# Recorded information:
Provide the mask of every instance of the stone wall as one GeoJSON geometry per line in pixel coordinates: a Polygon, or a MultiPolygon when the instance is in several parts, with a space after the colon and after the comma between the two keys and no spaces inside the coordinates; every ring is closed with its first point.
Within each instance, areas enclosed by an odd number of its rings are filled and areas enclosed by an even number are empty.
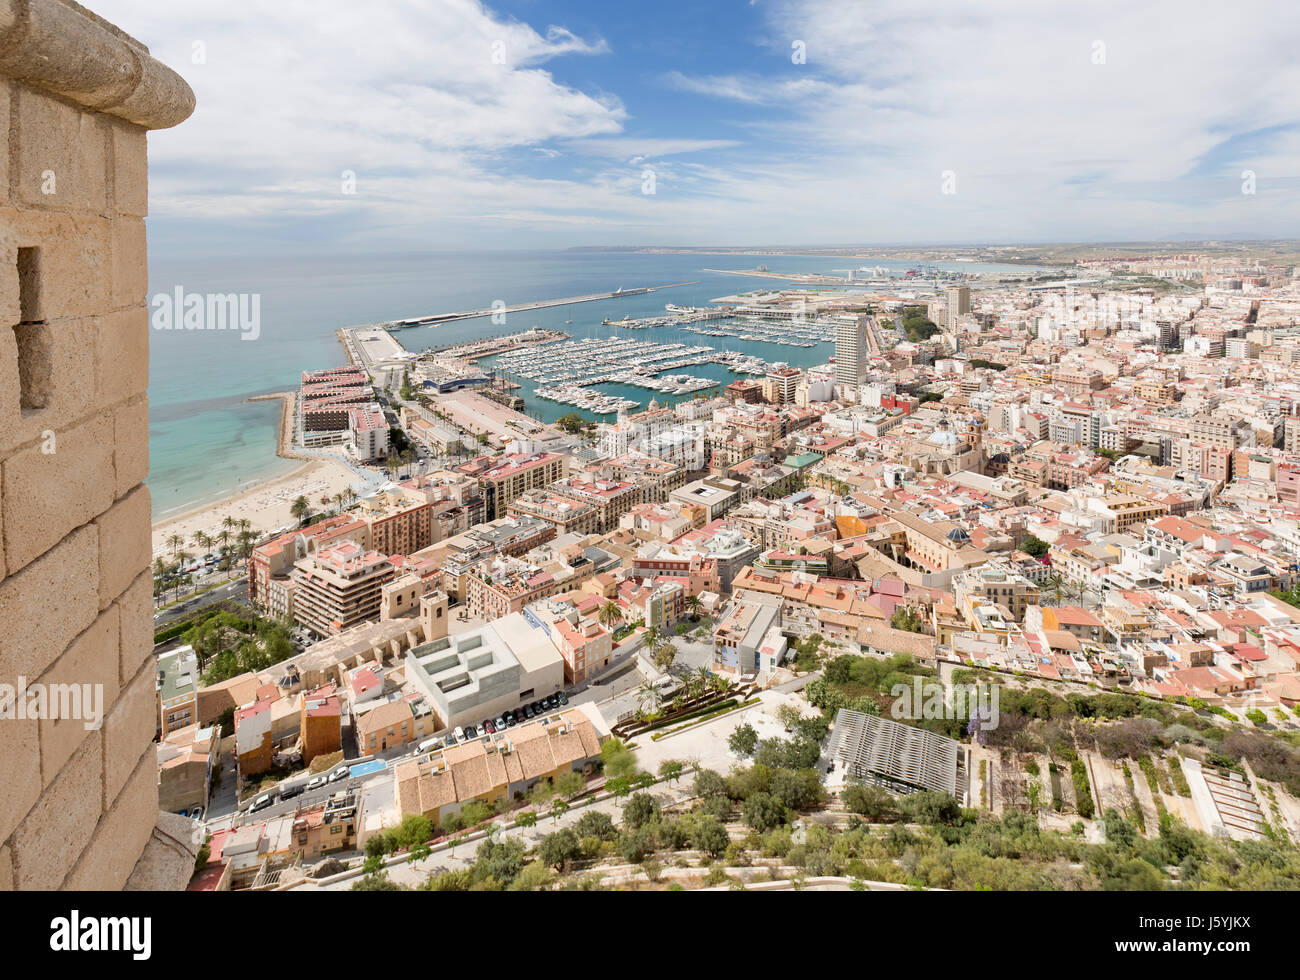
{"type": "Polygon", "coordinates": [[[0,720],[0,889],[121,888],[157,822],[145,137],[193,107],[84,8],[0,0],[0,684],[104,713],[0,720]]]}

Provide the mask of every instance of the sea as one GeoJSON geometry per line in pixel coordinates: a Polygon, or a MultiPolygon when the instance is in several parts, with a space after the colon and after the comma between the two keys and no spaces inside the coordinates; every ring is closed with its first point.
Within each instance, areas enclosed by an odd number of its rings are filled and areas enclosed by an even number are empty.
{"type": "MultiPolygon", "coordinates": [[[[754,354],[794,367],[824,364],[832,344],[790,347],[704,337],[673,327],[624,330],[601,321],[625,316],[662,315],[664,305],[707,306],[710,300],[737,293],[777,289],[781,280],[726,275],[707,269],[753,269],[773,272],[843,275],[868,265],[901,273],[916,268],[904,260],[862,260],[799,255],[736,255],[643,252],[480,252],[366,256],[211,258],[150,256],[149,293],[199,295],[235,293],[256,299],[256,330],[166,328],[160,318],[151,329],[149,351],[149,488],[154,520],[218,500],[257,483],[282,476],[300,464],[276,455],[279,400],[249,402],[256,395],[297,387],[303,371],[346,363],[336,331],[340,327],[397,320],[431,313],[487,309],[544,299],[611,292],[619,287],[692,283],[672,289],[569,306],[512,313],[506,322],[490,317],[461,320],[395,333],[408,350],[519,333],[538,326],[562,330],[575,338],[619,336],[638,341],[713,346],[754,354]]],[[[1025,275],[1025,266],[971,262],[934,263],[940,271],[1025,275]]],[[[153,304],[152,309],[158,309],[153,304]]],[[[702,324],[708,326],[708,324],[702,324]]],[[[491,361],[483,362],[491,366],[491,361]]],[[[722,365],[682,368],[726,384],[741,375],[722,365]]],[[[538,399],[526,379],[526,408],[544,421],[575,411],[572,406],[538,399]]],[[[608,394],[648,404],[676,399],[624,385],[600,385],[608,394]]],[[[691,396],[683,396],[691,397],[691,396]]],[[[591,413],[590,418],[602,418],[591,413]]],[[[603,417],[610,419],[612,417],[603,417]]]]}

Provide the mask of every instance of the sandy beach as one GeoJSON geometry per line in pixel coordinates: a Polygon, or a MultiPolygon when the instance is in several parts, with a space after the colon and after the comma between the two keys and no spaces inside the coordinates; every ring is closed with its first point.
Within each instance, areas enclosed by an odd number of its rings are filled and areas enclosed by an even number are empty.
{"type": "Polygon", "coordinates": [[[312,513],[319,513],[334,506],[333,497],[336,493],[342,493],[352,484],[359,482],[357,475],[342,463],[324,459],[304,459],[293,452],[290,428],[293,419],[292,392],[259,395],[249,400],[269,401],[275,398],[281,399],[284,403],[280,417],[277,454],[286,459],[302,459],[302,465],[287,476],[259,483],[215,503],[203,504],[154,524],[153,554],[155,556],[171,556],[172,549],[167,544],[167,539],[173,534],[179,534],[185,539],[183,545],[185,551],[192,555],[197,554],[198,549],[193,541],[195,532],[203,531],[215,538],[221,533],[221,522],[227,517],[233,517],[237,521],[241,519],[248,521],[254,532],[273,531],[286,524],[294,523],[294,516],[290,510],[293,502],[300,496],[307,498],[312,513]],[[321,503],[323,496],[331,498],[328,505],[321,503]]]}
{"type": "Polygon", "coordinates": [[[167,539],[179,534],[185,539],[184,550],[196,554],[194,532],[205,531],[216,537],[221,532],[221,522],[226,517],[244,519],[254,531],[272,531],[294,522],[289,512],[299,496],[306,497],[313,513],[326,509],[320,502],[322,496],[332,498],[354,483],[357,475],[342,463],[331,460],[312,460],[303,463],[288,476],[262,483],[243,493],[234,494],[216,503],[204,504],[194,510],[169,517],[153,526],[153,553],[170,557],[172,550],[167,539]]]}

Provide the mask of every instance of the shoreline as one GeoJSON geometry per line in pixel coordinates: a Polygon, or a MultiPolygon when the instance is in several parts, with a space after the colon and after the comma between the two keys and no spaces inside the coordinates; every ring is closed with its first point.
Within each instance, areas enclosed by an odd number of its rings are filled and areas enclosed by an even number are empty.
{"type": "Polygon", "coordinates": [[[153,555],[169,556],[167,539],[179,534],[185,539],[182,548],[193,552],[193,535],[203,531],[216,537],[226,517],[247,520],[255,532],[266,533],[286,524],[294,523],[289,512],[293,501],[306,497],[313,512],[325,509],[320,497],[333,496],[357,482],[356,474],[342,462],[317,457],[301,456],[293,450],[293,392],[276,392],[255,395],[248,401],[279,399],[279,431],[276,436],[276,455],[283,459],[300,461],[289,473],[259,481],[244,490],[208,503],[196,504],[178,514],[171,514],[153,522],[153,555]]]}

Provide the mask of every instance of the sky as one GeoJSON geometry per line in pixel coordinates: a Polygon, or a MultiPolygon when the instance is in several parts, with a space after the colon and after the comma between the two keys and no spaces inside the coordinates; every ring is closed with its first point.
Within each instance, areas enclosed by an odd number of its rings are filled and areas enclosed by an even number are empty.
{"type": "Polygon", "coordinates": [[[1281,0],[89,3],[197,96],[150,135],[156,247],[1300,227],[1300,5],[1281,0]]]}

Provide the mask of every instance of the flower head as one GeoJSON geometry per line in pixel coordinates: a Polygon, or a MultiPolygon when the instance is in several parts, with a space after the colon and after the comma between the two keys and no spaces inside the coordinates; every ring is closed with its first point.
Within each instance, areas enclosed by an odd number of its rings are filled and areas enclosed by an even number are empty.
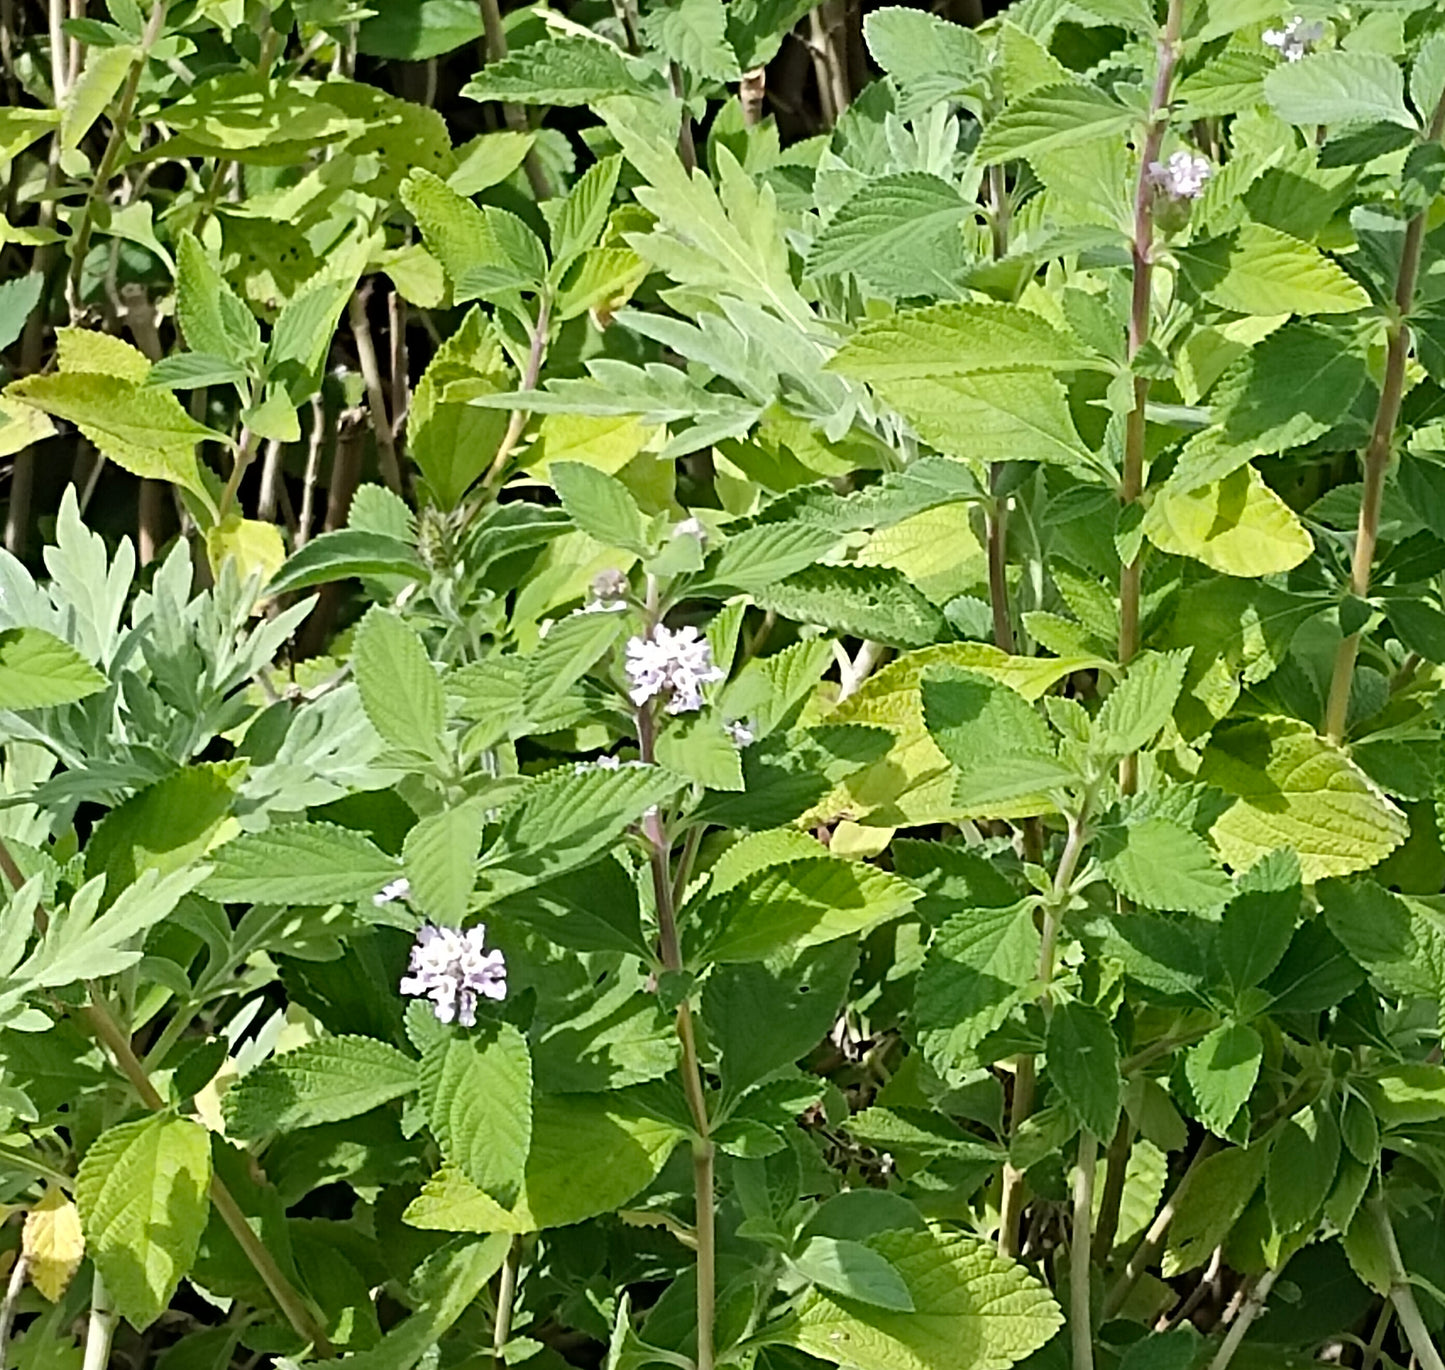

# Instructions to follow:
Retype all entries exactly, without the images.

# Exercise solution:
Provide the mask of every instance of the stone wall as one GeoJSON geometry per line in pixel coordinates: a Polygon, or a MultiPolygon when the instance is in several parts, with a space after the colon and after the comma between the two keys and no spaces inside the coordinates; every ring is closed with its first point.
Within each instance, areas enclosed by an odd number of its rings are filled and areas enclosed by an even number are empty.
{"type": "Polygon", "coordinates": [[[0,720],[0,889],[121,888],[157,822],[145,137],[193,107],[84,8],[0,0],[0,684],[104,713],[0,720]]]}

Provide the mask of every instance of the sea as one GeoJSON geometry per line in pixel coordinates: a Polygon, or a MultiPolygon when the instance is in several parts, with a space after the colon and after the comma between the two keys and no spaces inside the coordinates; every ring is closed with its first point.
Within each instance, areas enclosed by an odd number of its rings are filled and areas enclosed by an even number are empty.
{"type": "MultiPolygon", "coordinates": [[[[754,354],[794,367],[824,364],[832,344],[790,347],[704,337],[673,327],[624,330],[601,321],[625,316],[662,315],[664,305],[707,306],[710,300],[737,293],[777,289],[781,280],[726,275],[707,269],[753,269],[773,272],[843,275],[868,265],[901,273],[916,268],[904,260],[862,260],[799,255],[736,255],[643,252],[480,252],[366,256],[211,258],[150,256],[149,293],[199,295],[235,293],[256,299],[256,330],[166,328],[160,318],[151,329],[149,351],[149,488],[154,520],[218,500],[257,483],[282,476],[300,464],[276,455],[279,400],[249,402],[256,395],[297,387],[303,371],[346,363],[336,331],[340,327],[397,320],[431,313],[487,309],[544,299],[611,292],[619,287],[692,283],[672,289],[569,306],[512,313],[506,322],[490,317],[461,320],[395,333],[408,350],[519,333],[538,326],[562,330],[575,338],[619,336],[638,341],[713,346],[754,354]]],[[[1025,275],[1025,266],[971,262],[934,263],[940,271],[1025,275]]],[[[153,304],[152,309],[158,309],[153,304]]],[[[702,324],[708,326],[708,324],[702,324]]],[[[491,361],[483,362],[491,366],[491,361]]],[[[722,365],[682,368],[726,384],[741,375],[722,365]]],[[[538,399],[526,379],[526,408],[544,421],[575,411],[572,406],[538,399]]],[[[608,394],[648,404],[676,399],[624,385],[600,385],[608,394]]],[[[691,396],[683,396],[691,397],[691,396]]],[[[591,413],[590,418],[602,418],[591,413]]],[[[603,417],[610,419],[612,417],[603,417]]]]}

Provide the mask of every instance of the sandy beach as one GeoJSON geometry per line in pixel coordinates: a Polygon, or a MultiPolygon when the instance is in several parts, with a space after the colon and after the comma between the two keys and no spaces inside the coordinates; every ring is closed with its first point.
Within each instance, areas enclosed by an odd number of its rings are filled and areas enclosed by an even number are empty.
{"type": "Polygon", "coordinates": [[[312,513],[319,513],[334,506],[333,497],[336,493],[342,493],[352,484],[359,482],[357,475],[342,463],[324,459],[304,459],[293,452],[290,428],[293,419],[292,392],[259,395],[249,400],[269,401],[275,398],[281,399],[284,403],[280,417],[277,454],[286,459],[302,459],[302,465],[287,476],[259,483],[215,503],[203,504],[154,524],[153,554],[155,556],[171,556],[172,549],[167,544],[167,539],[173,534],[179,534],[185,539],[183,545],[185,551],[192,555],[197,554],[198,549],[193,541],[195,532],[203,531],[215,538],[221,533],[221,522],[227,517],[233,517],[237,521],[241,519],[248,521],[254,532],[273,531],[286,524],[294,523],[294,516],[290,510],[293,502],[300,496],[307,498],[312,513]],[[321,503],[323,496],[331,498],[328,505],[321,503]]]}
{"type": "Polygon", "coordinates": [[[167,539],[179,534],[185,539],[184,550],[196,554],[194,532],[205,531],[216,537],[221,532],[221,522],[226,517],[244,519],[254,531],[272,531],[294,522],[289,512],[299,496],[306,497],[313,513],[326,509],[320,502],[322,496],[332,498],[354,483],[357,475],[342,463],[331,460],[312,460],[303,463],[288,476],[262,483],[243,493],[234,494],[216,503],[204,504],[194,510],[169,517],[153,526],[153,553],[170,557],[172,550],[167,539]]]}

Provide the mask of every instance of the shoreline as one GeoJSON geometry per line in pixel coordinates: a Polygon, or a MultiPolygon when the instance is in several parts, with a space after the colon and after the comma between the two keys and no spaces inside the coordinates; every ring is closed with its first point.
Within each instance, areas enclosed by an odd number of its rings are filled and areas enclosed by an even number are empty.
{"type": "Polygon", "coordinates": [[[153,555],[169,556],[167,539],[179,534],[185,539],[182,548],[193,552],[193,535],[203,531],[216,537],[226,517],[247,520],[255,532],[266,533],[286,524],[294,523],[289,512],[293,501],[306,497],[313,512],[325,509],[320,497],[333,496],[357,482],[356,474],[342,462],[317,457],[301,456],[293,450],[293,392],[276,392],[255,395],[248,401],[279,399],[279,431],[276,436],[276,455],[283,459],[300,461],[289,473],[259,481],[244,490],[208,503],[196,504],[178,514],[171,514],[153,522],[153,555]]]}

Provide the mask of every instance of the sky as one GeoJSON geometry per line in pixel coordinates: a Polygon, or a MultiPolygon when the instance is in several parts, with a space after the colon and after the comma between the two keys and no spaces inside the coordinates; every ring is closed with its first point.
Within each instance, areas enclosed by an odd number of its rings are filled and areas enclosed by an even number are empty.
{"type": "Polygon", "coordinates": [[[1281,0],[89,3],[197,96],[150,135],[156,247],[1300,227],[1300,5],[1281,0]]]}

Provide the mask of every instance of the flower head as one GeoJSON geometry per line in pixel coordinates: a Polygon, or a MultiPolygon when the instance is in several parts, with a space after the colon and after the comma between the two keys and no spaces inside the coordinates; every ring is closed with its first point.
Within each instance, areas enclosed by an odd number of its rings are filled and areas enclosed by an even number are empty.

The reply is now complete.